At present there does not exist an equivalent repository for the wider discipline of History. The Arts and Humanities Data Service (AHDS) was established in 1996 by JISC and the AHRC, but was decommissioned in 2008 – before its potential was realised – on the basis that researchers falling under their remit could deposit their data either in their university’s repositories, or in one of several other centralised repositories.Footnote 32 The centralised repositories purported to meet this need included the Archaeology Data Service (originally one of the five disciplinary-defined distributed services that made up AHDS), the Literary and Linguistic Data Service (which now houses the Oxford Text Archive collections),Footnote 33 the Shared Research Repository for cultural and heritage organisations (which stores the research outputs of the BL and current partner organisations: the British Museum, Museum of London Archaeology, National Museums Scotland, National Trust, Science Museum Group and Royal Botanic Gardens, Kew)Footnote 34 and the more recently established DiSSCo UK (Distributed System of Scientific Collections, a ten-year £155.6 million infrastructure programme to digitise natural science collections, involving up to ninety organisations across the UK).Footnote 35

This patchwork of provision may serve cultural heritage partners to some degree, but is not easily comprehensible to historians and remains vulnerable, as some of the components rely on continuing institutional support.Footnote 36 At present there is no requirement for AHRC-funded projects to deposit their data publicly; it would be hard to mandate such a requirement in the absence of a national system for doing so. Such infrastructure would not only provide security and longevity, but also set the standard for unfunded research, helping establish best practice for data deposit by historians and others. The UK Government’s AI Opportunities Action Plan gestured at the desideratum for a centralised cultural repository of data, but in specific relation to training ‘A.I.’ models.Footnote 37 It remains unclear what is being envisaged in this regard, but the framing of this suggestion has already received criticism as a ‘sell-off’ of UK data and passes over the existing and more immediate needs of researchers to share data with their communities.Footnote 38

What then are the options for historians creating data today? General-purpose repositories such as Zenodo and Figshare are options sometimes used for research outputs that do not fit into discipline-specific repositories, on an ad hoc basis.Footnote 39 Likewise, many universities will have their own repositories, but how discoverable these are is open to question.Footnote 40 A set of thematically focused data collectives have also emerged in recent years, which publish period-specific datasets, including the Post45 and (fledgling) Nineteenth-Century Data Collective.Footnote 41 These sit alongside journals such as The Journal of Open Humanities Data (JOHD), The Journal of Cultural Analytics, and the even newer DARIAH journal Transformations, which have encouraged a category of publication known as a ‘data paper’, which provides a citable object that not only leads to deposited datasets but also documents how data was prepared and might be reused.Footnote 42

This brief overview aims to show that, although many scholars are thinking carefully about ways to ensure that data is both available and well documented, the plethora of options for doing this means that resources remain scattered, often un-indexed, and therefore hard to find, especially for the uninitiated. This impacts discoverability and reuse, and means a poor return on investment for publicly-funded projects. Historians – both those with and without digital skills – often do not know about the existence of datasets that could or would be of use to them, let alone where to find them.Footnote 43 Our purpose here is not to persuade readers that they must embrace digital methods in their research (although we do believe that tentative engagement is part of the solution, as we outline below);Footnote 44 our primary point is that the efforts of scholars creating digital resources and open data are to the benefit of the entire discipline because of their potential to democratise access to historical knowledge. But for those benefits to be fully realised, the wider discipline needs to engage with how they are maintained and made accessible.

——————————

## OBJECTIVES:
A. Name the current partner organizations of the Shared Research Repository that the passage on history research data lists.
B. Proceed with the passage on history research data, picking up right after its last sentence.
The items after this are separate material and have no link to the passage on history research data.

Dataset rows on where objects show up
——————————

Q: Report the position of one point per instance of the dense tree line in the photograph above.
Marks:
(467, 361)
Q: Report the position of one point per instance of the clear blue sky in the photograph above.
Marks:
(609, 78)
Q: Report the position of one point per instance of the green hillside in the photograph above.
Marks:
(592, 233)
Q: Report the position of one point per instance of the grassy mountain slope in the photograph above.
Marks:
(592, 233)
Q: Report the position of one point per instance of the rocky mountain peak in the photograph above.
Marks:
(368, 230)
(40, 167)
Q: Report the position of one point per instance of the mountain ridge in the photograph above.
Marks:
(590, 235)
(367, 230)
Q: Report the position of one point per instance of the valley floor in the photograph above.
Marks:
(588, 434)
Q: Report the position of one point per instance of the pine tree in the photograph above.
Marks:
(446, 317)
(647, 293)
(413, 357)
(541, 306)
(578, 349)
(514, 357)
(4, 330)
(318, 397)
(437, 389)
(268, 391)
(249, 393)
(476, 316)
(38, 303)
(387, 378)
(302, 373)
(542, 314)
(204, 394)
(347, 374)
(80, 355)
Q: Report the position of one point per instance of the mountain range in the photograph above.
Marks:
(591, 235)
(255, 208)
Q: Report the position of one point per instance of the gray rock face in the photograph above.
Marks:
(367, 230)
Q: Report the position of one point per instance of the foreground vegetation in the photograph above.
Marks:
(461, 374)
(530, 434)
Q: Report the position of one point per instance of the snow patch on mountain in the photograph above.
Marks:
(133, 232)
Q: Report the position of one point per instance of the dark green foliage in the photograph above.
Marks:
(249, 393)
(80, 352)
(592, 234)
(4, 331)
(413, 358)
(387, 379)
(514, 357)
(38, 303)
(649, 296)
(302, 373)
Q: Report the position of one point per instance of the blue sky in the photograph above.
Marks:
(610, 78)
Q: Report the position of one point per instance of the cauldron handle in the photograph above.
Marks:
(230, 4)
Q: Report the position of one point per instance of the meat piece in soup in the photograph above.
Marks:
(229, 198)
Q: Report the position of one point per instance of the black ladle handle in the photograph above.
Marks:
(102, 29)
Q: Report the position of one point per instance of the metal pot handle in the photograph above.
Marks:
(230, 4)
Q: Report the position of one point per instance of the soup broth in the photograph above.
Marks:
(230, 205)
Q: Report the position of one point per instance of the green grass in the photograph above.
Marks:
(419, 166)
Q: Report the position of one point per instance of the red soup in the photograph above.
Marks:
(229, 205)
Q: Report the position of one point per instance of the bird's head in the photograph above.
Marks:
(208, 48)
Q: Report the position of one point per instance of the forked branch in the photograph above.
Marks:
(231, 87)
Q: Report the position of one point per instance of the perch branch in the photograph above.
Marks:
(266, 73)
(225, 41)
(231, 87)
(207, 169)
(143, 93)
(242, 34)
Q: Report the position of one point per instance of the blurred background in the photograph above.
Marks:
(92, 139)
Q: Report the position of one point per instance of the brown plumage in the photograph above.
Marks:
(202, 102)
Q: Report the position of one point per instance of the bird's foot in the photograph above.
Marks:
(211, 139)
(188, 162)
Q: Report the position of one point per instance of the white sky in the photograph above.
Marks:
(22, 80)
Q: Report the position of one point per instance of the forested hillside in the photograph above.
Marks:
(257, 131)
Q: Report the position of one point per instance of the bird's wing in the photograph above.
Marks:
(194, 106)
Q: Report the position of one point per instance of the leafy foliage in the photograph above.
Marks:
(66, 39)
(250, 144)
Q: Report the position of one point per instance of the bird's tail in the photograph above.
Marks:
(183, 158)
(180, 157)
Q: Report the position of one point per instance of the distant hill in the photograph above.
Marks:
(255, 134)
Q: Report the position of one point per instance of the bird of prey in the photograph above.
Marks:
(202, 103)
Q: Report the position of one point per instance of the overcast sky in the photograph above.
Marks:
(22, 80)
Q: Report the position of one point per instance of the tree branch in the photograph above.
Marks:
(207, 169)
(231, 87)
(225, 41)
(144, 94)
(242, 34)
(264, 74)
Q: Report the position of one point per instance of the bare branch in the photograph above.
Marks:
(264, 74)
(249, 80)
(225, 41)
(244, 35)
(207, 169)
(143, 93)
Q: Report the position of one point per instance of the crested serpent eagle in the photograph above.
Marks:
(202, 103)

——————————

## THE RESPONSES:
A.
- British Museum
- Museum of London Archaeology
- National Museums Scotland
- National Trust
- Science Museum Group
- Royal Botanic Gardens, Kew

B.
Proposals

So what is to be done? In this final section we set out a series of principles that we believe will improve the access to and reuse of historical research data. These are pragmatic because they work within the current structural challenges that we outline above. In an ideal world our institutions and infrastructure would receive the necessary investment to support the digitisation, storage and discovery of research data in a sustainable and equitable way. Unfortunately, such investment appears unlikely, notwithstanding the relatively modest proposals set out in research council-funded reports, such as those from the TaNC initiative.Footnote 45 High level changes may perhaps be more likely, due to governmental pushes to facilitate the AI-industry in the UK, with its requirements for ever more training data. Such initiatives are likely to be problematic, but may end up providing unintended benefits. Trapped between the Scylla of austerity and the Charybdis of AI, historians can nevertheless find ways to take responsibility for their practices in relation to data such that they are not dictated by the needs of other institutions and corporations.

The following proposals are intended as a means of encouraging change through our actions as a community, which we divide according to two imagined historian-personae wanting either to use or to create historical research data. In terms of creation we are still focusing on the derived, enhanced or aggregated data that builds on prior digitisation or cataloguing efforts by cultural heritage organisations, rather than the self-service digitisation approach.

For users of data

  1. 1. Change citation practices to account for the nature of data. Historians are trained in the art of finding and citing research materials. However, best practices for which version of a non-unique document is cited remain inchoate, despite important research and advocacy around citation practices for physical versus digitised copies.Footnote 46 For many, it is still the norm to cite the material document that sits behind a digital resource rather than the digital document or dataset (e.g. the edition of the early printed book, rather than Early English Books Online). This not only obscures what the researcher has actually observed in order to make their claim; it also hides how hugely reliant we are now as a research community on the products of digitisation and online portals. This occlusion means that it remains extremely hard to measure how much historical research data (in terms of both commercial platforms and data deposited on repositories) is actually being used and contributing to research. Historians must play a role in demonstrating the value of digitised collections by choosing to cite the digital sources. Doing so allows data creators such as cultural heritage organisations and research projects to measure the use of their data and demonstrate their impact.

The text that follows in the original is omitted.